- [Given data]
++++
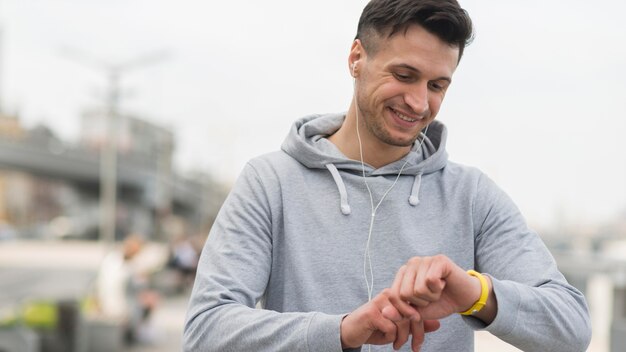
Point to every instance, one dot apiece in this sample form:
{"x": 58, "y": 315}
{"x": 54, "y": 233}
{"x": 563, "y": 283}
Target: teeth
{"x": 404, "y": 117}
++++
- [Your instructions] Copy every row above, requests included but pictures omitted, and reduce each x and y coordinate in the answers by 40. Leave the numbers in the requests and their sample points as they are.

- [Answer]
Point to every instance, one dot apiece in this sample form:
{"x": 58, "y": 315}
{"x": 54, "y": 233}
{"x": 563, "y": 283}
Target: teeth
{"x": 364, "y": 77}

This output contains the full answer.